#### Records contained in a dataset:
——
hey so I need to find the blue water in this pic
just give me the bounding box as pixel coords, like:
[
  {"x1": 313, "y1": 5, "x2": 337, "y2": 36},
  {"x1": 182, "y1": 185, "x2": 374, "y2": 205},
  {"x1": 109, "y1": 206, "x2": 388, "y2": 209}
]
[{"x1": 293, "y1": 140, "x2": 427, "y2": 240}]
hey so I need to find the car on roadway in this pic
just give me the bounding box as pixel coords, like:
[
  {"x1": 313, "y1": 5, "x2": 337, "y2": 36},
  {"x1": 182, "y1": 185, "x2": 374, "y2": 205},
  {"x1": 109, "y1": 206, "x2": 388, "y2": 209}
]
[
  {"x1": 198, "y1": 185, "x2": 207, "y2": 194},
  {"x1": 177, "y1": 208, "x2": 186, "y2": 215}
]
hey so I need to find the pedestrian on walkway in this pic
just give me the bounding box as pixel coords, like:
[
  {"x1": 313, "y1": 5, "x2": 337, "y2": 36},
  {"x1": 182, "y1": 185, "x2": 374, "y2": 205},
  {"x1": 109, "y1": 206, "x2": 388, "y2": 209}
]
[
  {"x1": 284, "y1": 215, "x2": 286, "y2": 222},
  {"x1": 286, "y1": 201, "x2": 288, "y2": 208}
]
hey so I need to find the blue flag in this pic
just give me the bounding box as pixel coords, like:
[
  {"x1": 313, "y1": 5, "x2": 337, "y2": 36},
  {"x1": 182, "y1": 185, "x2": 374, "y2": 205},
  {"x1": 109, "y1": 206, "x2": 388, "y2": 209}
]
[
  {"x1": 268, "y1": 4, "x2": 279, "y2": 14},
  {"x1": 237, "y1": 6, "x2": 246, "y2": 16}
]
——
#### Action item:
For the word "this", count the lines of the data that contain it and give only the count.

#### Reply:
4